┏━━
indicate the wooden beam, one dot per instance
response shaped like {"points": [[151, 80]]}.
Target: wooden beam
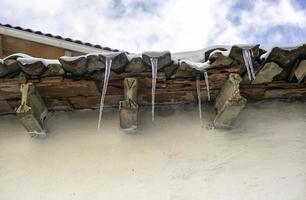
{"points": [[128, 109], [32, 110], [1, 47]]}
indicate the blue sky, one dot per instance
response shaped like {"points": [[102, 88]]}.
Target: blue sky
{"points": [[176, 25]]}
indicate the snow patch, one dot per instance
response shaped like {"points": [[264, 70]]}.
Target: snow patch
{"points": [[197, 65], [31, 60]]}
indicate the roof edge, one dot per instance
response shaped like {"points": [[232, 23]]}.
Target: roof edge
{"points": [[21, 34]]}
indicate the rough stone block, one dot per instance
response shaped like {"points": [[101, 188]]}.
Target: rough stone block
{"points": [[229, 103], [300, 72], [128, 109], [32, 110]]}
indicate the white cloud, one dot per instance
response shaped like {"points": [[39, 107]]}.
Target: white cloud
{"points": [[136, 25]]}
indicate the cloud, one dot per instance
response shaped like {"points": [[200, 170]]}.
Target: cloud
{"points": [[176, 25]]}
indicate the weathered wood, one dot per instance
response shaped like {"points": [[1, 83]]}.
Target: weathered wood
{"points": [[229, 103], [128, 109], [67, 93], [32, 110]]}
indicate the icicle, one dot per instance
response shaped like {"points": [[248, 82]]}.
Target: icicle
{"points": [[108, 64], [207, 84], [199, 97], [247, 57], [154, 62]]}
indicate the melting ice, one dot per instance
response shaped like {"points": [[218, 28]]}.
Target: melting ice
{"points": [[247, 57], [154, 62], [108, 64], [199, 97]]}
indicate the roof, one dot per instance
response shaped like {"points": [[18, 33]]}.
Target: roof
{"points": [[58, 37]]}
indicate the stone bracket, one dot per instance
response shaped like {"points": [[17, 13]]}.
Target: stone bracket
{"points": [[128, 109], [229, 103], [32, 110]]}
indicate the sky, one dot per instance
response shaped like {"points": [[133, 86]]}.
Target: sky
{"points": [[175, 25]]}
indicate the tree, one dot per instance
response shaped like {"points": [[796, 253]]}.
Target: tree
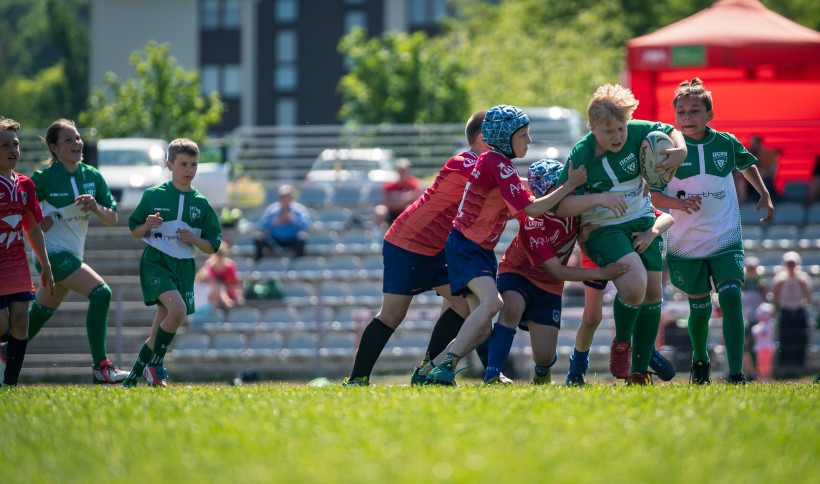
{"points": [[163, 100], [401, 78]]}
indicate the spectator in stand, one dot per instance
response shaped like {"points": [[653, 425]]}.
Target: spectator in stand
{"points": [[398, 195], [284, 224], [219, 273], [763, 334], [792, 292]]}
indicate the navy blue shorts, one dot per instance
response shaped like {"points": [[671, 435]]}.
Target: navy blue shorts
{"points": [[596, 284], [19, 296], [466, 260], [408, 273], [542, 307]]}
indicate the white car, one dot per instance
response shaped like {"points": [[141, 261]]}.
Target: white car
{"points": [[130, 165], [358, 165]]}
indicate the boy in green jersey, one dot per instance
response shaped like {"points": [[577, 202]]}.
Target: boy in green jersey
{"points": [[610, 154], [172, 219], [705, 249]]}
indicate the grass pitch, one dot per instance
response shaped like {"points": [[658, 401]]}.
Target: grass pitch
{"points": [[290, 433]]}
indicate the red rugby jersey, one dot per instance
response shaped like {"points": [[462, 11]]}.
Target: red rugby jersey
{"points": [[540, 239], [493, 194], [19, 210], [423, 226]]}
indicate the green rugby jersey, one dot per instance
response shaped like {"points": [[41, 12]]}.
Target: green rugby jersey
{"points": [[56, 189], [179, 210], [618, 173], [707, 171]]}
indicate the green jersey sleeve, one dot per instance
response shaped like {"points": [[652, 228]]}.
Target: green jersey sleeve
{"points": [[743, 159], [141, 213], [211, 230]]}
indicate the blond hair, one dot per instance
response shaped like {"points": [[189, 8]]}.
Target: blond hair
{"points": [[611, 103], [182, 145], [695, 90]]}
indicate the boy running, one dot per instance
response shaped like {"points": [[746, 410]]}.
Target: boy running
{"points": [[414, 262], [705, 248], [19, 212], [172, 219]]}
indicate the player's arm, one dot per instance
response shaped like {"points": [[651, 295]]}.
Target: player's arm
{"points": [[576, 177], [689, 205], [641, 240], [575, 205], [677, 155], [560, 272], [753, 176], [37, 241], [151, 222]]}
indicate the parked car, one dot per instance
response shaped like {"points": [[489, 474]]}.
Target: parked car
{"points": [[130, 165], [358, 165]]}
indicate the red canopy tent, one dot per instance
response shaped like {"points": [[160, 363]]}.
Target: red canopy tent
{"points": [[762, 68]]}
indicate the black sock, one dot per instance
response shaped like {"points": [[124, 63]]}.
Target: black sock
{"points": [[445, 331], [373, 341], [15, 352]]}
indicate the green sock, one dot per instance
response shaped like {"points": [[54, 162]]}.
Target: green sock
{"points": [[731, 303], [161, 344], [96, 321], [643, 338], [38, 316], [139, 366], [700, 310], [625, 317]]}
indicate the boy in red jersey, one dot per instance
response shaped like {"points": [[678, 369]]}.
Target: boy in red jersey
{"points": [[19, 212], [493, 195], [531, 280], [414, 262]]}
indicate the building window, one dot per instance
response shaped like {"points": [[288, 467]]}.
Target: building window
{"points": [[232, 81], [231, 14], [286, 11], [210, 14], [427, 12], [285, 77], [286, 112], [355, 18], [209, 76], [285, 46]]}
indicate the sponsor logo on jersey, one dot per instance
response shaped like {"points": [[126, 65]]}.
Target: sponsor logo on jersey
{"points": [[719, 158], [15, 233], [90, 188], [533, 223], [630, 164], [506, 170], [537, 242]]}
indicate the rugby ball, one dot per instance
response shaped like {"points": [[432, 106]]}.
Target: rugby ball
{"points": [[650, 157]]}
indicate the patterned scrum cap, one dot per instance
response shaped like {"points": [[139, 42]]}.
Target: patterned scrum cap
{"points": [[542, 175], [499, 124]]}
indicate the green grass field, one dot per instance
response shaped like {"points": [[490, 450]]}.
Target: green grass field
{"points": [[290, 433]]}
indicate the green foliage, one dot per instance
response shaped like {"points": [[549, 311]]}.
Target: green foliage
{"points": [[401, 78], [162, 100], [287, 433]]}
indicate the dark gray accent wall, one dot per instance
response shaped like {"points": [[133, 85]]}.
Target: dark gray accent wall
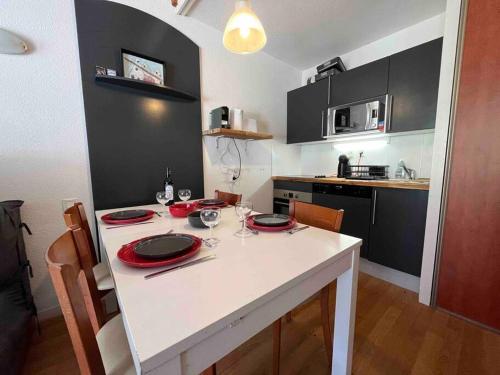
{"points": [[133, 136]]}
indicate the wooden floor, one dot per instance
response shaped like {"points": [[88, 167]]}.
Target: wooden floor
{"points": [[394, 335]]}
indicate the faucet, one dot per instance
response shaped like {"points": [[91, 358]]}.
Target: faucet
{"points": [[408, 171]]}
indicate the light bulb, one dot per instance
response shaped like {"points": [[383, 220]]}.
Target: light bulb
{"points": [[244, 32]]}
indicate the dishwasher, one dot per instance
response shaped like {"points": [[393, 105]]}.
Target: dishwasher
{"points": [[356, 203]]}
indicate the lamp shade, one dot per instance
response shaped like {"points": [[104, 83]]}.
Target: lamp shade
{"points": [[244, 32]]}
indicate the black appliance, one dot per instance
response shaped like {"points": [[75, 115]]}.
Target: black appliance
{"points": [[282, 197], [370, 115], [335, 63], [219, 118], [356, 203], [343, 166]]}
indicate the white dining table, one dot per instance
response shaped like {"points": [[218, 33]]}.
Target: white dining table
{"points": [[183, 321]]}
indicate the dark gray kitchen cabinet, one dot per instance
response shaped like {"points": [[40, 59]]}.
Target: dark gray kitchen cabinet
{"points": [[306, 112], [413, 84], [356, 203], [364, 82], [397, 228]]}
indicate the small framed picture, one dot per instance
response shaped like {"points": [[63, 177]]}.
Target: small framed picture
{"points": [[100, 70], [143, 68]]}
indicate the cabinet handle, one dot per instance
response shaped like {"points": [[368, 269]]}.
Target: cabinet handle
{"points": [[322, 124], [329, 88]]}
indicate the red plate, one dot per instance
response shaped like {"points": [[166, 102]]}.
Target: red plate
{"points": [[182, 209], [106, 218], [216, 206], [127, 255], [252, 225]]}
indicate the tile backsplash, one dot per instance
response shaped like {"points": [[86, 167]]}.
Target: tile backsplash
{"points": [[414, 149]]}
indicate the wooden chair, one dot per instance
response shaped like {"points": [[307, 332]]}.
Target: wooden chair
{"points": [[75, 215], [230, 198], [324, 218], [99, 349]]}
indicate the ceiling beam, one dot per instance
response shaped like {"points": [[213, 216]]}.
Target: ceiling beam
{"points": [[182, 6]]}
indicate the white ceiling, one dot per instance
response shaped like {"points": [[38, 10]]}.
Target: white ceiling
{"points": [[303, 33]]}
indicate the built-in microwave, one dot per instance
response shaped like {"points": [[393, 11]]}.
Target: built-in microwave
{"points": [[371, 115]]}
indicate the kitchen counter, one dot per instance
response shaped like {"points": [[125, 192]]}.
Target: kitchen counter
{"points": [[418, 184]]}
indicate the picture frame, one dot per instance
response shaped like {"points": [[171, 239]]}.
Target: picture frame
{"points": [[143, 68]]}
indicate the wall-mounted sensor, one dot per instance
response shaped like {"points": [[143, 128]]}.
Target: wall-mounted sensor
{"points": [[11, 44]]}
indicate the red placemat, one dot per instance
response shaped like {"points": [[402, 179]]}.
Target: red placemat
{"points": [[252, 225], [107, 219], [127, 255]]}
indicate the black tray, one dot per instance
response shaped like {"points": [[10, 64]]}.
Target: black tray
{"points": [[163, 246], [271, 220]]}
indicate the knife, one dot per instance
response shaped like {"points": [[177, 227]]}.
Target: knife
{"points": [[199, 260], [298, 229], [129, 225]]}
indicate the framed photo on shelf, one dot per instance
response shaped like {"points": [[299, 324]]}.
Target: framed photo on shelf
{"points": [[143, 68]]}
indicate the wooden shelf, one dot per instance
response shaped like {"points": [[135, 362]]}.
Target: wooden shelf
{"points": [[238, 134], [145, 86]]}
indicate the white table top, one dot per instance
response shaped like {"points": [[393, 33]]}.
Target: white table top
{"points": [[167, 314]]}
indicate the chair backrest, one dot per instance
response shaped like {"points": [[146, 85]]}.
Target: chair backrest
{"points": [[230, 198], [317, 216], [75, 215], [74, 293]]}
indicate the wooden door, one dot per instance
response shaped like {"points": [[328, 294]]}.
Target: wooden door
{"points": [[469, 273]]}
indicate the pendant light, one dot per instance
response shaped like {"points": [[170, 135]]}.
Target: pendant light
{"points": [[244, 32]]}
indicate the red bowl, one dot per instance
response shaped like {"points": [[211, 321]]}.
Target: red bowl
{"points": [[181, 209]]}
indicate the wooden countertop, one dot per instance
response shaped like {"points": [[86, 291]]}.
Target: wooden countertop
{"points": [[419, 184]]}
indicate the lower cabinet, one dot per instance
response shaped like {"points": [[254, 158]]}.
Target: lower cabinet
{"points": [[397, 228]]}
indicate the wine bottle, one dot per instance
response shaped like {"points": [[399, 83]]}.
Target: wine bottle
{"points": [[169, 188]]}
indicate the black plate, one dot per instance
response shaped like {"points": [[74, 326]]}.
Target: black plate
{"points": [[211, 202], [271, 220], [127, 214], [163, 246]]}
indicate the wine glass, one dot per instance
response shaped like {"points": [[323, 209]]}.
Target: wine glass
{"points": [[243, 210], [210, 216], [184, 194]]}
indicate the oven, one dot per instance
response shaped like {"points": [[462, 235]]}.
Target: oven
{"points": [[282, 197]]}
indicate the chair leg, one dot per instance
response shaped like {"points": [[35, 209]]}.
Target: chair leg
{"points": [[326, 322], [276, 346], [212, 370]]}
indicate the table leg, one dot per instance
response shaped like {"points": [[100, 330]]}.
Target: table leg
{"points": [[345, 315]]}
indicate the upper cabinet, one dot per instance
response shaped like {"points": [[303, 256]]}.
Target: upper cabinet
{"points": [[411, 77], [364, 82], [306, 112], [413, 84]]}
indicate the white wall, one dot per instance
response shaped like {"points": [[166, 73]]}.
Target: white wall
{"points": [[416, 150], [43, 146]]}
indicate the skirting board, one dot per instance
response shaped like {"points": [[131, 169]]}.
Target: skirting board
{"points": [[390, 275]]}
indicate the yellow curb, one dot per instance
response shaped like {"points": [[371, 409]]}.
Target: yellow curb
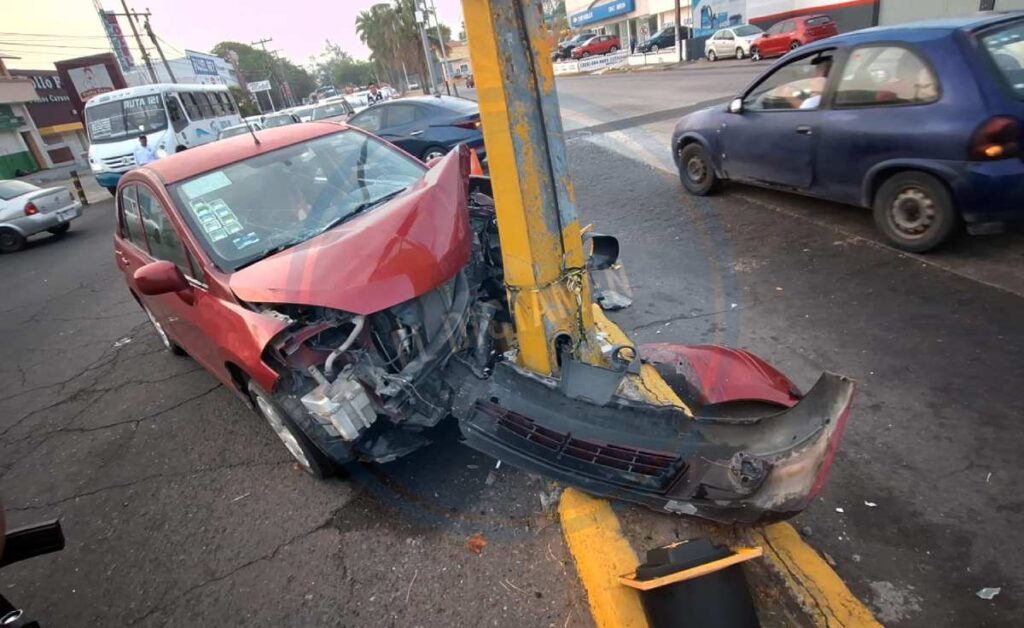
┗━━
Task details
Search the listing above for the string "yellow". Copy every line that contains it.

Exercise solution
indicate the yellow curb, one dot per instance
Target: yellow curb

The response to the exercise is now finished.